Stored data entries:

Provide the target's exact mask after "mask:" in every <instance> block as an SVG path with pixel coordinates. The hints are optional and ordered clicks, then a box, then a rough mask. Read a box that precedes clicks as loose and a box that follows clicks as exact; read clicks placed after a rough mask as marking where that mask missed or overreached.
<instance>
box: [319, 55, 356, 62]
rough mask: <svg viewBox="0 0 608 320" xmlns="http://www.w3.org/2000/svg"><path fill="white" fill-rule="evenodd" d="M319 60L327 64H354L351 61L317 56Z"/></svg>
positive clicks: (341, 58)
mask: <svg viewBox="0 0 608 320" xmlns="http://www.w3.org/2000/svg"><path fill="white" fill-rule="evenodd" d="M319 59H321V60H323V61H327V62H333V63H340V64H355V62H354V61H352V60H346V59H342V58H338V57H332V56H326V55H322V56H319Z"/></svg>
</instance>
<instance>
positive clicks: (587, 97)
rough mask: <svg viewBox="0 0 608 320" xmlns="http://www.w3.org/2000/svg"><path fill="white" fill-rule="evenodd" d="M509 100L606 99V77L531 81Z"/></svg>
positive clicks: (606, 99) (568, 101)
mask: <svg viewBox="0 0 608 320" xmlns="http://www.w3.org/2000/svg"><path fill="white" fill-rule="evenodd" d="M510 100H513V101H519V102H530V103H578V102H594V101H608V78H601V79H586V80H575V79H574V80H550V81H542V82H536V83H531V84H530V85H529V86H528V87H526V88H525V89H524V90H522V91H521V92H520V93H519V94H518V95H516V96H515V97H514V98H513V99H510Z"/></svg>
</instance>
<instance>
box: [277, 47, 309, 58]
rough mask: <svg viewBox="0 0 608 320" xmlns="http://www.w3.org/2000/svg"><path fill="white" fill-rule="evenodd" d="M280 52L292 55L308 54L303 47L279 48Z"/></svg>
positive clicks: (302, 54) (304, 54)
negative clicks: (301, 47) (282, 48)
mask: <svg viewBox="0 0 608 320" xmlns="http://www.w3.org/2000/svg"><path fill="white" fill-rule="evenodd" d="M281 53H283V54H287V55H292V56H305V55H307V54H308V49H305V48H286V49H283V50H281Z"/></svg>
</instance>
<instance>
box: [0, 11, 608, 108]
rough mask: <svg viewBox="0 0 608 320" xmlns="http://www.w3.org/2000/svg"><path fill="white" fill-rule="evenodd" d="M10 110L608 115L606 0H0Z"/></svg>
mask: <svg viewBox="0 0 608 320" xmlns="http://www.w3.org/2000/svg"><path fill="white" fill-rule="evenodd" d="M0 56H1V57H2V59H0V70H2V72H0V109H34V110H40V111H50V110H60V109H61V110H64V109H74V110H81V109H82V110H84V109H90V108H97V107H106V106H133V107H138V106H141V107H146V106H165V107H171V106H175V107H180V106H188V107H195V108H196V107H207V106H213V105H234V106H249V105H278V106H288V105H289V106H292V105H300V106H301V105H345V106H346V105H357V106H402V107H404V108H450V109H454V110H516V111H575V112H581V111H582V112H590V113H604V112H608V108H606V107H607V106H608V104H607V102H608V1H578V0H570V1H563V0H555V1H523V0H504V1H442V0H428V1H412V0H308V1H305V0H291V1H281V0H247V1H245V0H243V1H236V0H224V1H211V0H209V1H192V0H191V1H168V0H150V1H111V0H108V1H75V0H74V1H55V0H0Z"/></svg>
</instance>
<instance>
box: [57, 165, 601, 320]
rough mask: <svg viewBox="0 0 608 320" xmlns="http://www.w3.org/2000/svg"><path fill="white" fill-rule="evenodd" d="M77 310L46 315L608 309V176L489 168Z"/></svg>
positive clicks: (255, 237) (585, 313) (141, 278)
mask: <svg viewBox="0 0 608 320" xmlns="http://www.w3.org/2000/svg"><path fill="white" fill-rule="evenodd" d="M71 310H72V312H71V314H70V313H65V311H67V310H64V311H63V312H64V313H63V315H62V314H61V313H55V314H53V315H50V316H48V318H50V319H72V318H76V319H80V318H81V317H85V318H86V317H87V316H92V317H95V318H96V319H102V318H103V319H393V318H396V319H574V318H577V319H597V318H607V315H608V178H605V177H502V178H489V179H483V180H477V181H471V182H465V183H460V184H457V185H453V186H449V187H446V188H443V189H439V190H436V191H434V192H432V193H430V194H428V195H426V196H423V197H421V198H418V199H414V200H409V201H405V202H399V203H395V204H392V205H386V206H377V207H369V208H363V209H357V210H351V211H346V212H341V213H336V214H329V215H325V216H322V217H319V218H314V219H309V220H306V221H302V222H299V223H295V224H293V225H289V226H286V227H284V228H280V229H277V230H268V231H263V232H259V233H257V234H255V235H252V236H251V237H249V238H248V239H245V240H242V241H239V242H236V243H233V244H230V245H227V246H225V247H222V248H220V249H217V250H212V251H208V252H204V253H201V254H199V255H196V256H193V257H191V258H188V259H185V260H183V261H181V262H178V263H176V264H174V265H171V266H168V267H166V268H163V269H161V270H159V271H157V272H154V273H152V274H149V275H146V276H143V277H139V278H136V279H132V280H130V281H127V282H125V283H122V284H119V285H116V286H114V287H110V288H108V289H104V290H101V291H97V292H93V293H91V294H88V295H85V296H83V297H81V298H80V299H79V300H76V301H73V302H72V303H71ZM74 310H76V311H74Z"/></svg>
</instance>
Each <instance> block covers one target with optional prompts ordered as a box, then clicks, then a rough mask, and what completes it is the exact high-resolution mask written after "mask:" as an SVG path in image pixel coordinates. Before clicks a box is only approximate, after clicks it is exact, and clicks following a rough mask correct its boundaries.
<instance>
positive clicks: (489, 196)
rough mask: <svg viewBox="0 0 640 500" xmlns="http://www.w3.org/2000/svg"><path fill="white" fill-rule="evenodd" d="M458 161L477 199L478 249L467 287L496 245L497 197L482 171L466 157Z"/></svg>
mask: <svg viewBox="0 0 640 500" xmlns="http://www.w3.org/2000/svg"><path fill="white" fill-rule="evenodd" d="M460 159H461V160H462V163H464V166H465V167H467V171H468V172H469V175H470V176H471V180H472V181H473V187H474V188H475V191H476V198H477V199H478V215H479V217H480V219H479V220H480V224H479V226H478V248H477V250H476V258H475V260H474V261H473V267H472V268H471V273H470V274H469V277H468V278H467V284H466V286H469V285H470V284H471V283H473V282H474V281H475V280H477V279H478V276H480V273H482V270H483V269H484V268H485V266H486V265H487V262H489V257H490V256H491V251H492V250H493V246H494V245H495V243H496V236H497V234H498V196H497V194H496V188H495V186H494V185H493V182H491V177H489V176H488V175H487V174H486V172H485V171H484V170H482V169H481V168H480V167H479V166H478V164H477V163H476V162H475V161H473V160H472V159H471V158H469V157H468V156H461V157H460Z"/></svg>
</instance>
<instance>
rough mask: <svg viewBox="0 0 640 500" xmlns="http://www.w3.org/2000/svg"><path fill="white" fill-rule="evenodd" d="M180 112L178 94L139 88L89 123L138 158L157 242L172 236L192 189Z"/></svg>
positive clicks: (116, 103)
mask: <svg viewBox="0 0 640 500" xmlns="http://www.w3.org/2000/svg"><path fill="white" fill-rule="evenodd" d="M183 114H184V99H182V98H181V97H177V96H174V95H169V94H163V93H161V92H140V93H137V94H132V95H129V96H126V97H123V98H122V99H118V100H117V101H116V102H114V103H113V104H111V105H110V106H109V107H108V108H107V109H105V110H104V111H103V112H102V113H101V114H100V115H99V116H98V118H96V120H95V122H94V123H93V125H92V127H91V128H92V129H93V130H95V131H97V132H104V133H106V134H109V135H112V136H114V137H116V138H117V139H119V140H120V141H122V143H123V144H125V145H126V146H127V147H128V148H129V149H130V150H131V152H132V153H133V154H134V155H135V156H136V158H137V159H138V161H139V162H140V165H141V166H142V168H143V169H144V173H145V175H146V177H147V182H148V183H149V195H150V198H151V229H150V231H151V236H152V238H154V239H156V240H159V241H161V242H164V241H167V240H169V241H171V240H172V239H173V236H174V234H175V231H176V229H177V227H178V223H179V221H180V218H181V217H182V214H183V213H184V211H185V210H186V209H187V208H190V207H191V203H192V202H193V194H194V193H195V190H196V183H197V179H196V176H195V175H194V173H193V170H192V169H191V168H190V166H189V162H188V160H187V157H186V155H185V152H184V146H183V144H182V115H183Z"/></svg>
==
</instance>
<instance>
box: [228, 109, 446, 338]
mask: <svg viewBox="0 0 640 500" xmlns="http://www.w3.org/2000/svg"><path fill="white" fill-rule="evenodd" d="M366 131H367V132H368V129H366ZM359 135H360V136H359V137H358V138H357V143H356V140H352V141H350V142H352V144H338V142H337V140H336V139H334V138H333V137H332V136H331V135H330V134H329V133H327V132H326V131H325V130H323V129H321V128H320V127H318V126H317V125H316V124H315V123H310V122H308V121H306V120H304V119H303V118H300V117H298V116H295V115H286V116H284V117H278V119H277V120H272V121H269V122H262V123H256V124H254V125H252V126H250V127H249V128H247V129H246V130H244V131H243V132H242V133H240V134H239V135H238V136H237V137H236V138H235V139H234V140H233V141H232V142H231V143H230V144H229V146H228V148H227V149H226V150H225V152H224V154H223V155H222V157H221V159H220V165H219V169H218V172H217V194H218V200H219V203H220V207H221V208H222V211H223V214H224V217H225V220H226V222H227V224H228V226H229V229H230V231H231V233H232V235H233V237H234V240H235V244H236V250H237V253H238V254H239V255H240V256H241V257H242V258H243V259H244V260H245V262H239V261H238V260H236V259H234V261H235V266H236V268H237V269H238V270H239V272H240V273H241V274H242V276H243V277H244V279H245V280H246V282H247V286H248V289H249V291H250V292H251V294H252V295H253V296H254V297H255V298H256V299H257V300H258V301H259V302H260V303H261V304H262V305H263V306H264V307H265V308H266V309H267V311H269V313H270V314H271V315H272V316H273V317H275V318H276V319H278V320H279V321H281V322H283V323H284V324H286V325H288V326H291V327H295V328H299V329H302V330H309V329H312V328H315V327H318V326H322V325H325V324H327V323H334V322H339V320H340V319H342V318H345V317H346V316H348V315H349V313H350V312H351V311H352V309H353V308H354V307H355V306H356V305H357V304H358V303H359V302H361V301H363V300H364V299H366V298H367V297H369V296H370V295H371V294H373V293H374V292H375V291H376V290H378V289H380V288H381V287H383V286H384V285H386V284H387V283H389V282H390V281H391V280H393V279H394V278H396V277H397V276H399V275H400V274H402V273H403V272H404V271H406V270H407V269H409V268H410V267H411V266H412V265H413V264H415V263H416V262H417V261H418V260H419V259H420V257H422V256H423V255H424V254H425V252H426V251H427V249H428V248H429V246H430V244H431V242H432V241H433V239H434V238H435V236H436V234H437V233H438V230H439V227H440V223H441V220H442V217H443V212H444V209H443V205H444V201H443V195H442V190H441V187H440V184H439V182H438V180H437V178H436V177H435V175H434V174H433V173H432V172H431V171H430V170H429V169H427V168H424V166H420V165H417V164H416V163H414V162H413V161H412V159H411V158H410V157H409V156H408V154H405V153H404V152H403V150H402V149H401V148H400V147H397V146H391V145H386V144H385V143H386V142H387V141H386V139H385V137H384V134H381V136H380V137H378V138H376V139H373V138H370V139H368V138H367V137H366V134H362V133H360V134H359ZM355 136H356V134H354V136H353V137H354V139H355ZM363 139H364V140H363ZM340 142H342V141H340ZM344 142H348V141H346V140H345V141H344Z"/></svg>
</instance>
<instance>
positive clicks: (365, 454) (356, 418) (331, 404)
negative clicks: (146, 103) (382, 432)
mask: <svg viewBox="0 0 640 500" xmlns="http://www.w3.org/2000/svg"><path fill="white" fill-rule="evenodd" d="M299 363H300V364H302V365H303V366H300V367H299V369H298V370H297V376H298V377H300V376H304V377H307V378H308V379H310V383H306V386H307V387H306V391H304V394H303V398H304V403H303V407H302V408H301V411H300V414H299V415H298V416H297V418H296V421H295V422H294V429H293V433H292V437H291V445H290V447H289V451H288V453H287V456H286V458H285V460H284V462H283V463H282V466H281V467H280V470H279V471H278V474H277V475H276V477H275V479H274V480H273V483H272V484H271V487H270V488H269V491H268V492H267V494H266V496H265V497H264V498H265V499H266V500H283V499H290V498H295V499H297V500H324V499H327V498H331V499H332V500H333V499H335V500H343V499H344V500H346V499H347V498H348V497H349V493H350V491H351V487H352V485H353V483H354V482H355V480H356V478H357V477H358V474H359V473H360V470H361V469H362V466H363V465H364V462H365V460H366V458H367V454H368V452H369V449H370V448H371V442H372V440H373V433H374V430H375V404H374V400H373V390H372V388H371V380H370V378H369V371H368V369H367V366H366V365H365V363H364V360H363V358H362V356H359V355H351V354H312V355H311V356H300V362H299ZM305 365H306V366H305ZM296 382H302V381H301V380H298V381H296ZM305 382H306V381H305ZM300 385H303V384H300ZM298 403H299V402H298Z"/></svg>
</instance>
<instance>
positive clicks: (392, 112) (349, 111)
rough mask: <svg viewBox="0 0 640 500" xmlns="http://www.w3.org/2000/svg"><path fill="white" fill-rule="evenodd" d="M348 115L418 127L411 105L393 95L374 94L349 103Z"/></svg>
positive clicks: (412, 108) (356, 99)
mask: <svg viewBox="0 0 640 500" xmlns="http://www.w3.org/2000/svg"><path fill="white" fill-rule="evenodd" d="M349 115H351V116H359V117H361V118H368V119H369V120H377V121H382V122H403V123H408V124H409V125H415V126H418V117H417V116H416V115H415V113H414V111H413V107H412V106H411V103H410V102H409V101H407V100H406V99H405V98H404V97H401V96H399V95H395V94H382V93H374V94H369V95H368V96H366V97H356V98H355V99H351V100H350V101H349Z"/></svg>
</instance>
==
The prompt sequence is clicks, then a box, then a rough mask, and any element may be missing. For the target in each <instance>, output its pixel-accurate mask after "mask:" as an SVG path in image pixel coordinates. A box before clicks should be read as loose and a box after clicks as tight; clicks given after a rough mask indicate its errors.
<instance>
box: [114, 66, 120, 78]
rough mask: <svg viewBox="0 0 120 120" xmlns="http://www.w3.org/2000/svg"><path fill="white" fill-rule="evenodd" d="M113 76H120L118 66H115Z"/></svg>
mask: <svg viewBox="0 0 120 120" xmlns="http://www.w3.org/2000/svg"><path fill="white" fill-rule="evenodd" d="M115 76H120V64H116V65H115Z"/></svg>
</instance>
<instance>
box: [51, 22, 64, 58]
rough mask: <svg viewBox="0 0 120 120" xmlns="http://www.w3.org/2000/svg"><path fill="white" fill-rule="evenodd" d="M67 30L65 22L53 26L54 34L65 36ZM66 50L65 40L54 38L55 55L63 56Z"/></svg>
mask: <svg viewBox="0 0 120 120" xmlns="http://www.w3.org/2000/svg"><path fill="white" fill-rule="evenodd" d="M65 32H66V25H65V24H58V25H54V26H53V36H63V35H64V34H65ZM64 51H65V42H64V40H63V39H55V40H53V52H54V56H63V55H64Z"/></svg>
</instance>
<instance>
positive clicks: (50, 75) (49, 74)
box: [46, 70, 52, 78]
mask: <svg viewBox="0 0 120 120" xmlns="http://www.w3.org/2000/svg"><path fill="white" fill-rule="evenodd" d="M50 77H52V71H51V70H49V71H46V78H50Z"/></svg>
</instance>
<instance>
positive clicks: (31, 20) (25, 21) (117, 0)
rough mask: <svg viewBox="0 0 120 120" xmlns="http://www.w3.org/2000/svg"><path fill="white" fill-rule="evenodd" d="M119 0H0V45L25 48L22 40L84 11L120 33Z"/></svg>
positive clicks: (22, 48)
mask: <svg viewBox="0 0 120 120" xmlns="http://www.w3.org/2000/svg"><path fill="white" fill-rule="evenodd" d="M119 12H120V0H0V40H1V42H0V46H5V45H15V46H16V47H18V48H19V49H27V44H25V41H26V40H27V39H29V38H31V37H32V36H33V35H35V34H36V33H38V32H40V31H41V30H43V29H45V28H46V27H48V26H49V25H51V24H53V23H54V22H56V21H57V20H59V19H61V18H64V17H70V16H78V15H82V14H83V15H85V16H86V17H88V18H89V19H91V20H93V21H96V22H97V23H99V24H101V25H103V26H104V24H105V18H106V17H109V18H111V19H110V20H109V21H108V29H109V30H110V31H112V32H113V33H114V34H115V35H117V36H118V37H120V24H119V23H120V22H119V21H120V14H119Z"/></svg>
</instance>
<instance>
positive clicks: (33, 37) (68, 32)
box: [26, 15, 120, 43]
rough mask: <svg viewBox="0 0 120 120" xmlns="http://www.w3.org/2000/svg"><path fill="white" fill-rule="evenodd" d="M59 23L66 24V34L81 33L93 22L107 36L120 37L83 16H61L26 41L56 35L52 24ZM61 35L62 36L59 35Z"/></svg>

The task: Within the data above, the lines from the one with "Provide the target's" to the one with "box: [0, 11, 608, 108]" must be repeated exactly; no other line belongs in the answer.

Answer space:
Provide the target's exact mask after "mask:" in every <instance> block as an SVG path with pixel coordinates. The hints are optional and ordered clicks, then a box, then a rough mask. Read a box that precedes clicks as loose and a box that follows clicks as exact; read clicks placed after a rough mask as marking where that mask missed or overreached.
<instance>
box: [319, 55, 356, 62]
rough mask: <svg viewBox="0 0 608 320" xmlns="http://www.w3.org/2000/svg"><path fill="white" fill-rule="evenodd" d="M319 60L327 64H354L351 61L317 56Z"/></svg>
positive clicks: (341, 58)
mask: <svg viewBox="0 0 608 320" xmlns="http://www.w3.org/2000/svg"><path fill="white" fill-rule="evenodd" d="M319 59H321V60H323V61H327V62H333V63H340V64H355V62H354V61H352V60H346V59H342V58H338V57H332V56H326V55H322V56H319Z"/></svg>
</instance>
<instance>
positive clicks: (587, 97)
rough mask: <svg viewBox="0 0 608 320" xmlns="http://www.w3.org/2000/svg"><path fill="white" fill-rule="evenodd" d="M509 100L606 99V77L531 81Z"/></svg>
positive clicks: (606, 99) (568, 101)
mask: <svg viewBox="0 0 608 320" xmlns="http://www.w3.org/2000/svg"><path fill="white" fill-rule="evenodd" d="M510 100H513V101H519V102H530V103H578V102H594V101H608V78H601V79H586V80H575V79H574V80H550V81H542V82H536V83H531V84H530V85H529V86H528V87H526V88H525V89H524V90H522V91H521V92H520V93H519V94H518V95H516V96H515V97H514V98H513V99H510Z"/></svg>
</instance>
<instance>
box: [277, 47, 309, 58]
rough mask: <svg viewBox="0 0 608 320" xmlns="http://www.w3.org/2000/svg"><path fill="white" fill-rule="evenodd" d="M280 52L292 55L308 54L303 47L279 48Z"/></svg>
positive clicks: (302, 54) (304, 54)
negative clicks: (301, 47) (282, 48)
mask: <svg viewBox="0 0 608 320" xmlns="http://www.w3.org/2000/svg"><path fill="white" fill-rule="evenodd" d="M281 53H283V54H287V55H292V56H305V55H307V54H308V49H305V48H286V49H283V50H281Z"/></svg>
</instance>
<instance>
box: [0, 11, 608, 108]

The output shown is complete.